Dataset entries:
------------------------------------------------------------------------

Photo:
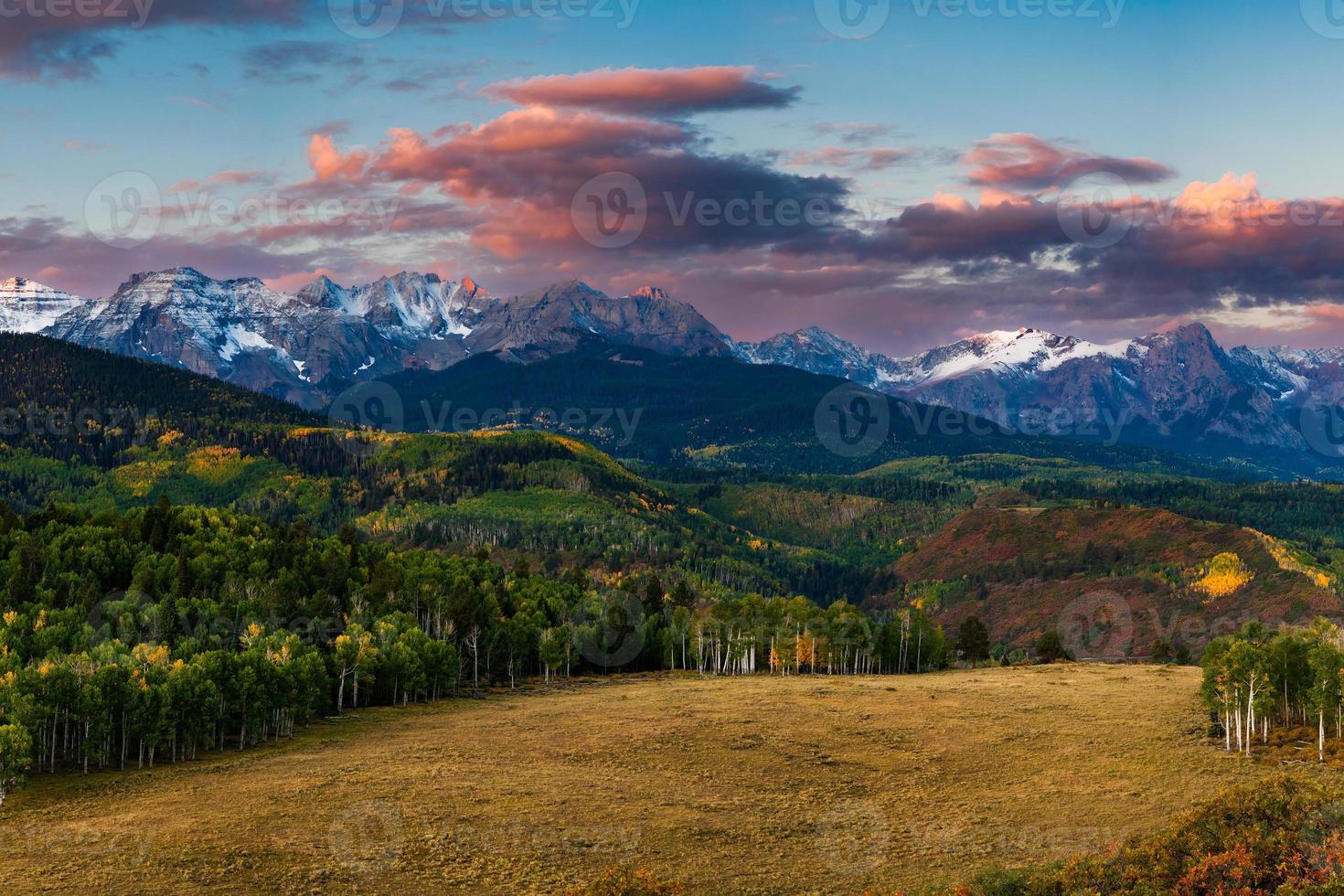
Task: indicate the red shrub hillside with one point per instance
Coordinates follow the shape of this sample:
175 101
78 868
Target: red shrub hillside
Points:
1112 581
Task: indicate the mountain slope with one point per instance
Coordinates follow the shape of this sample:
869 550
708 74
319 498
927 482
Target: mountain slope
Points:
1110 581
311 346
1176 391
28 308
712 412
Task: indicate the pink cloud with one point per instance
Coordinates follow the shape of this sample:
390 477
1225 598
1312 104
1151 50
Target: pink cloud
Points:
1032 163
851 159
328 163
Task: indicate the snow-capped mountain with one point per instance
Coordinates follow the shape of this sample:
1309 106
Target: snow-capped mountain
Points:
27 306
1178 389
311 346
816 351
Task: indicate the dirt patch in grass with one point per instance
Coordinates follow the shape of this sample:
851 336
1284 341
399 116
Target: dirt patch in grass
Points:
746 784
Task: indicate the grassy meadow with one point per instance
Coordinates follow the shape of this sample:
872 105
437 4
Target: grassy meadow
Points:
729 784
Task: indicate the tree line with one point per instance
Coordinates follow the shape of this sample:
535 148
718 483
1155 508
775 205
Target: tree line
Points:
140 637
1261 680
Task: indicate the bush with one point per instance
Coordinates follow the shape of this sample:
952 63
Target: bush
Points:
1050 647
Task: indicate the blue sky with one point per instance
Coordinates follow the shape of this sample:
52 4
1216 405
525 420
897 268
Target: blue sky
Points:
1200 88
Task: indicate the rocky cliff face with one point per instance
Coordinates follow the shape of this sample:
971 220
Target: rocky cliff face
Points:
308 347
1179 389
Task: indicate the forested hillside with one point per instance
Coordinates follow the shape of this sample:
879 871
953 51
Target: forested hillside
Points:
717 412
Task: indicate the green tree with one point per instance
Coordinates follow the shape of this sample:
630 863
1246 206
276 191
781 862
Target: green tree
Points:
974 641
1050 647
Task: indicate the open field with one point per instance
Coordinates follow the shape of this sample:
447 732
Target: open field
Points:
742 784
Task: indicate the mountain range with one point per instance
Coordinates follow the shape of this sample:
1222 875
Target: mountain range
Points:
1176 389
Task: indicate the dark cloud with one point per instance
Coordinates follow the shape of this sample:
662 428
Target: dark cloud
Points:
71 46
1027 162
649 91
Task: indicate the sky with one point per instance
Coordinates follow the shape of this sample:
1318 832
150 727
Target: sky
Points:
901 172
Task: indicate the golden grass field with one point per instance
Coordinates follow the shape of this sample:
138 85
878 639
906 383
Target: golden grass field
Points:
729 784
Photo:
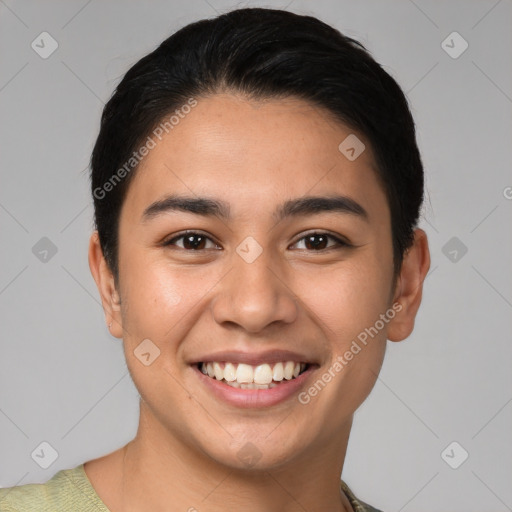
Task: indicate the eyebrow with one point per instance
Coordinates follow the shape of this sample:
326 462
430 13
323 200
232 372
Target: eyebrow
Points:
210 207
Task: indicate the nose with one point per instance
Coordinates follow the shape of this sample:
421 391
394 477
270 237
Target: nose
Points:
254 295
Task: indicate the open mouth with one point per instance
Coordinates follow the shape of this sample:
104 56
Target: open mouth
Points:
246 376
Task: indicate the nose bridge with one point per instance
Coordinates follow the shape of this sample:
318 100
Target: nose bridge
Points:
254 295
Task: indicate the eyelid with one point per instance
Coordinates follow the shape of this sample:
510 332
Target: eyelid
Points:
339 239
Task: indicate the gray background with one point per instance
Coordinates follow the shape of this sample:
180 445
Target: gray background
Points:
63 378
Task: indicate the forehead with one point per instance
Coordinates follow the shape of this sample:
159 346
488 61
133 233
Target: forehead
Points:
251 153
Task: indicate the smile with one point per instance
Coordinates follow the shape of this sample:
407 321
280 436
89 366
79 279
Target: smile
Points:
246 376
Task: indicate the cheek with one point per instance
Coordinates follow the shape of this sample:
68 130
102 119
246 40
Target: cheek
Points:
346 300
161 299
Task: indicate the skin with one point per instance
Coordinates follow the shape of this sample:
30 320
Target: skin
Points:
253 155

------------------------------------------------------------------------

(Goal) Could you give all these lines again with "one point per instance" replaced by "a single point for each instance" everywhere, changing nothing else and leaving out the pictures?

(Exercise answer)
Photo:
Task: indicate the red shrub hillside with a single point for each instance
Coordinates follow the shape of this sample:
175 101
78 868
Target: red shrub hillside
Points:
1112 581
Task: indicate the mountain slope with a single point for each instance
Coordinates follow the shape of this sample:
869 550
708 74
319 498
927 482
Target: mountain slope
Points:
1110 581
311 346
1176 391
28 308
712 412
Task: indicate the pink cloud with a single point for each instance
Coordinates follow the shape of this sample:
390 477
1225 598
1312 104
1151 50
Target: pink cloud
Points:
1032 163
851 159
328 163
Task: indicate the snow-capped mountain with a single point for each instance
Coordinates follow the shape of this sample:
1309 106
Target: snow-capped mountain
Points:
27 306
1178 389
311 346
816 351
Task: indicate the dirt patch in grass with a single point for each instance
Coordinates follow the shape of this sample:
851 336
1284 341
399 116
Target: dirt patch in grass
Points:
746 784
Task: indicate the grassy meadow with a single point for each instance
Coordinates follow the shape of this sample:
872 105
437 4
Target: grassy meadow
Points:
729 784
Task: indicate the tree line with a single point for each instance
Coordinates follow the shape of this sample:
535 148
718 483
1155 508
775 205
Target: tree line
Points:
140 637
1261 680
Task: indicate the bush with a single point for each instance
Coordinates follow the shape of this sample:
952 63
Target: bush
Points:
1050 647
Task: indicate the blue sky with a single point for each instance
Coordinates follow the shape of this sample:
52 4
1216 405
525 420
897 268
Target: blue sky
Points:
1200 88
Task: indicate the rocky cliff face with a single point for each instance
Coordinates follow the shape of this sample:
971 220
Target: rocky cliff face
Points:
308 347
1179 389
Task: indicate the forested hillside with a single point for each instance
Coordinates follow the shape of this sample:
879 871
953 51
Target: forested hillside
Points:
717 412
Task: indicate the green tree with a single point for each instance
Coordinates follow the shape of this sample:
630 863
1246 206
276 191
781 862
Target: green tree
Points:
974 641
1050 647
Task: indicate the open field with a single point for each instance
Coordinates follow the shape of this sample:
447 732
Target: open field
Points:
742 784
Task: indicate the mountain range with a single point for each instance
Coordinates follow the shape of this sample:
1222 875
Target: mountain range
Points:
1176 389
Task: indicate the dark cloud with a single point for each instance
Coordinates follow the shape of this sample:
662 428
Target: dark cloud
Points:
71 46
1027 162
649 91
Task: indicate the sky with a single point for each instance
Coordinates follow the shape of this sample:
1318 832
150 727
Target: sky
Points:
901 172
Task: indicate the golden grass field with a single point for each instance
Coordinates follow the shape of this sample:
138 85
878 639
906 383
Target: golden grass field
Points:
729 784
Photo:
Task: indicate the eyebrow with a single point for each instance
Coordinates follow the shape of this sample:
326 462
430 13
323 200
232 372
Target: eyebrow
Points:
210 207
Task: indicate the nose with a single point for each instance
Coordinates follow the shape of this sample:
421 391
394 477
270 237
Target: nose
Points:
254 295
Task: indicate the open mouth with a single point for each instance
Coordinates follow the shape of this sample:
104 56
Target: open mouth
Points:
246 376
Task: indicate the nose bridge with a single point for each instance
Coordinates follow the shape of this sample:
318 100
Target: nose bridge
Points:
254 295
Task: indicate the eyelid with a single point for each instance
Coordinates follow the shape of this sample:
510 332
Target: eyelid
Points:
339 239
Task: indicate the gray background with a single point for each instance
Coordinates follow the shape of this sample:
180 445
Target: gray background
Points:
63 378
Task: indicate the forehead with a single point for each instance
Coordinates follow the shape of this sample:
159 346
488 61
133 233
Target: forehead
Points:
251 153
Task: indicate the smile with a single point for each instance
Coordinates follow the shape of this sample:
407 321
280 436
89 366
79 279
Target: smile
Points:
246 376
Task: indicate the cheek with a single point for each instance
Coordinates follow the shape of this sample:
68 130
102 119
246 40
Target: cheek
Points:
346 300
161 299
Task: indicate the skin with a single point for each instance
Coordinates follow the shape of this sample:
30 320
Target: skin
Points:
253 155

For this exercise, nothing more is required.